## Start Data entries

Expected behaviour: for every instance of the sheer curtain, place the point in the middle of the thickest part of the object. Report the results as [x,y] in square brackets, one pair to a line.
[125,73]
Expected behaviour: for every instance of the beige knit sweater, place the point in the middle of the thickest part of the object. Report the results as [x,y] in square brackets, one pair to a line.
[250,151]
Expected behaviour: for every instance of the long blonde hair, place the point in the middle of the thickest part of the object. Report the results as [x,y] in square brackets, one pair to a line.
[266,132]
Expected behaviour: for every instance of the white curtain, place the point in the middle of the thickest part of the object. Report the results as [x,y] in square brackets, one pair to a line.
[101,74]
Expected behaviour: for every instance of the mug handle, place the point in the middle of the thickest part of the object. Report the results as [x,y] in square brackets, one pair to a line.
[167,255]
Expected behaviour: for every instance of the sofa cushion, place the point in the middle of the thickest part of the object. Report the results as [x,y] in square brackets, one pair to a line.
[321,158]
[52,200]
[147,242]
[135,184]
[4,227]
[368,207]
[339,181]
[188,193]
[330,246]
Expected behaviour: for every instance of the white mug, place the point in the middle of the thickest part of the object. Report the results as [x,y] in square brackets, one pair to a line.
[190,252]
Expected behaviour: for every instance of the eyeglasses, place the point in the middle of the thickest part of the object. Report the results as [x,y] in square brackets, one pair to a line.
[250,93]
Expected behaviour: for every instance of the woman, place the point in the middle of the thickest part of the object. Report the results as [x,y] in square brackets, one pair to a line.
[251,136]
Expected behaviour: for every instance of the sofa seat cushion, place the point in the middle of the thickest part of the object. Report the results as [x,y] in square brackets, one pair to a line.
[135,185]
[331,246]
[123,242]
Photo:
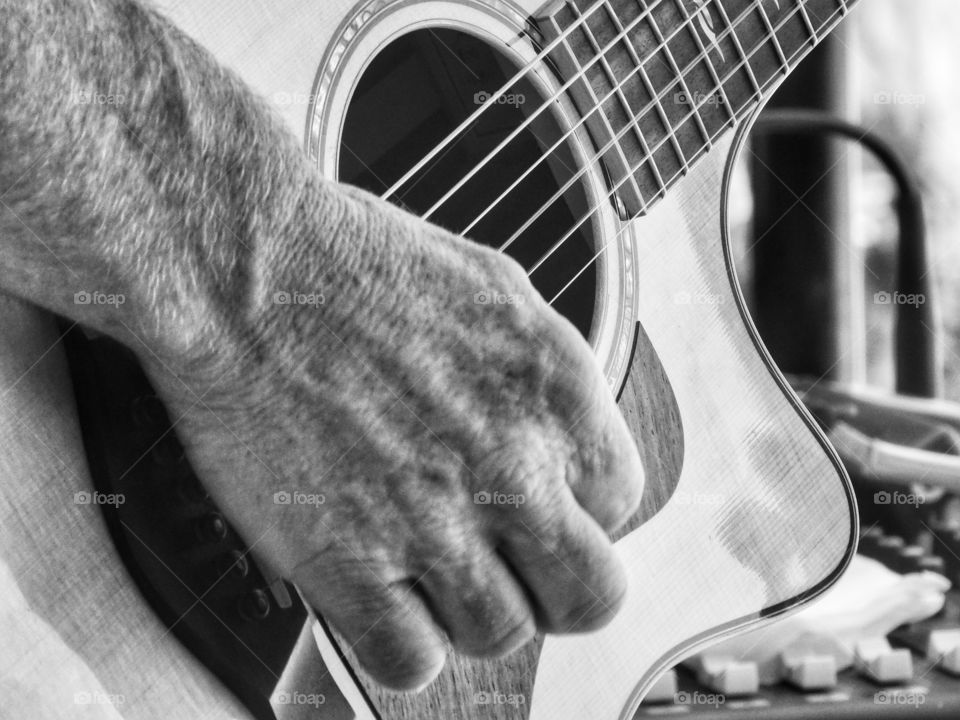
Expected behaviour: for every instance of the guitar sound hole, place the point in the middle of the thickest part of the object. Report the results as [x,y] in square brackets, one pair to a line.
[417,91]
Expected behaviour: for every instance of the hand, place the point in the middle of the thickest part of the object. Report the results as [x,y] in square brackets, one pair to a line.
[396,421]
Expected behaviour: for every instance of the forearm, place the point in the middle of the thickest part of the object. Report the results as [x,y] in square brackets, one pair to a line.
[134,169]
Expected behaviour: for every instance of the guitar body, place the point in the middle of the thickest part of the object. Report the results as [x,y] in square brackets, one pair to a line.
[747,512]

## End Data entries

• _Challenge_: Can you convert all the lines above into a numbered list, dropping any blank lines and leaving the pictures out?

• _Task output_:
1. Expected behaviour: for every instance of the sheer curtain, place the point in the middle of the thickest part of the object. Report the results as [x,y] in square brackets, one pair to a line.
2. [125,73]
3. Expected behaviour: for every instance of the beige knit sweater, place the point in the middle of the thickest part of the object. Report the results as [x,y] in square brackets, one pair to a line.
4. [250,151]
5. Expected behaviour: for every instance of the long blonde hair, place the point in the middle of the thickest part of the object. Report the results as [x,y] in square brackets, one pair to a line.
6. [266,132]
7. Expected behaviour: for every instance of the white curtain, place the point in the middle of the thickest part of the object. Report the results as [x,y] in square brackets, one pair to a line.
8. [101,74]
9. Expected behaviour: for every instance of the mug handle, place the point in the middle of the thickest part of the object. Report the results as [x,y] in square brackets, one pair to a line.
10. [167,255]
11. Expected behaviour: for every instance of the sofa cushion, place the point in the middle of the thickest part of the object. Report the results as [x,y] in square brackets, one pair to a line.
12. [321,158]
13. [52,200]
14. [147,242]
15. [135,184]
16. [4,227]
17. [368,207]
18. [339,181]
19. [188,193]
20. [330,246]
21. Expected behaviour: for every instance of the white mug, place the point in the middle of the thickest part of the object. Report the results as [x,y] in square brackets, one pair to a line.
22. [190,252]
23. Expected behaviour: for every instance of the eyeglasses, place the point in the middle of the thickest part of the object. Report the results as [x,y] in square brackets, one pair to a line.
24. [250,93]
25. Expected behaviour: for every instance of the woman, place the point in the middle of the thickest part of the object. Report the results as [x,y] in square brackets, one pair to a line.
26. [251,136]
27. Expected behaviour: for every instance of the sofa seat cushion, place the point in the middle of the thickest part of the object. Report the results as [x,y] in square brackets, one pair to a line.
28. [135,185]
29. [331,246]
30. [123,242]
31. Photo:
32. Expected behaviour: for every instance of the guitar sound hole, place the point in the middle of the thickest part of the object. Report the results as [x,y] in square brackets, one pair to a line.
33. [417,91]
34. Expected behaviour: for every instance of the hand, place the point in the middle of the thickest part of the object. Report the results as [x,y] in square brackets, one pair to a line.
35. [396,421]
36. Expected behaviour: for every instance of the forearm, place the point in the middle of the thickest part of the object. Report the results as [x,y] in square brackets, one pair to a line.
37. [134,169]
38. Expected behaviour: for every instance of the guitar body, place the point in the middle of the thickest part of the object. Report the results as [x,y] in square brackets, one pair to a line.
39. [747,512]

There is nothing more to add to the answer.